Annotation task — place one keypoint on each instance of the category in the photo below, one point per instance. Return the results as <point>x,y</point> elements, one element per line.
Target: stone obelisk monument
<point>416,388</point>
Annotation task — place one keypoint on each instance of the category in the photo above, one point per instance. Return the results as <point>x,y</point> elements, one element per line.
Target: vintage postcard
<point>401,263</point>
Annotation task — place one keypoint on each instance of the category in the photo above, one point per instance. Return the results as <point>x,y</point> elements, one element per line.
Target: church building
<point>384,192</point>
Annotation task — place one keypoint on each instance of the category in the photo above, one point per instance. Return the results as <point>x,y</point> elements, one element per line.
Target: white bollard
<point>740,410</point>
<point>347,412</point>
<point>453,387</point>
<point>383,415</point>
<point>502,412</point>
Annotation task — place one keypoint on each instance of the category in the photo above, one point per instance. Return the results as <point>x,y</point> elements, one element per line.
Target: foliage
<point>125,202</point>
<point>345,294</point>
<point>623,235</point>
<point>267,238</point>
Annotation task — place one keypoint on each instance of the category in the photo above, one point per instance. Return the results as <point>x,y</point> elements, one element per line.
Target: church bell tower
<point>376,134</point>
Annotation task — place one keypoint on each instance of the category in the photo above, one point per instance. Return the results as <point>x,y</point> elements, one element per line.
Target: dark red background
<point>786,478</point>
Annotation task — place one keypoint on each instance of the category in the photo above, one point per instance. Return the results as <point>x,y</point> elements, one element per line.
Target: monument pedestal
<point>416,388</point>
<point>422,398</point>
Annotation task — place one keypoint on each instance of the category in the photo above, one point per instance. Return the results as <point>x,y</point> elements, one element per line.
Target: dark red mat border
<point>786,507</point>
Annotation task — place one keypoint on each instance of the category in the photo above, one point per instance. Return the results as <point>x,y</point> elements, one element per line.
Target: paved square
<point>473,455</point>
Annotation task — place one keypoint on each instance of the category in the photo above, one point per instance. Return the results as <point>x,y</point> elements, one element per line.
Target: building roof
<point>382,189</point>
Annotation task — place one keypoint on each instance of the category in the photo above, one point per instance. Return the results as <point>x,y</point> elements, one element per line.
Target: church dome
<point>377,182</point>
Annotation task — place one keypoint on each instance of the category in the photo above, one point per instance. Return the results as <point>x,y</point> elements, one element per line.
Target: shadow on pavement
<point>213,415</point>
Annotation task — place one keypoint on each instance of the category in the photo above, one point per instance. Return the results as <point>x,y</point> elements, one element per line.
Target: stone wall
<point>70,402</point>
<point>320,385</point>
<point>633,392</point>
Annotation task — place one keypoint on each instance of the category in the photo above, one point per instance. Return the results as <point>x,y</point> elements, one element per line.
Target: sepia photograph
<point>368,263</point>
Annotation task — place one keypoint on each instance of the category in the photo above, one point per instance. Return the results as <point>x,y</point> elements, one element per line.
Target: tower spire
◇ ◇ ◇ ◇
# WORK REQUIRED:
Copy from the line with "Target: sepia photograph" to the final line of the records, inclusive, and add nothing else.

# OUTPUT FOR THIS TASK:
Target: sepia photograph
<point>368,263</point>
Annotation task — place one keypoint on each instance of the category in the photo above, one point per instance. Return the results as <point>x,y</point> elements, one element per line.
Target: tower spire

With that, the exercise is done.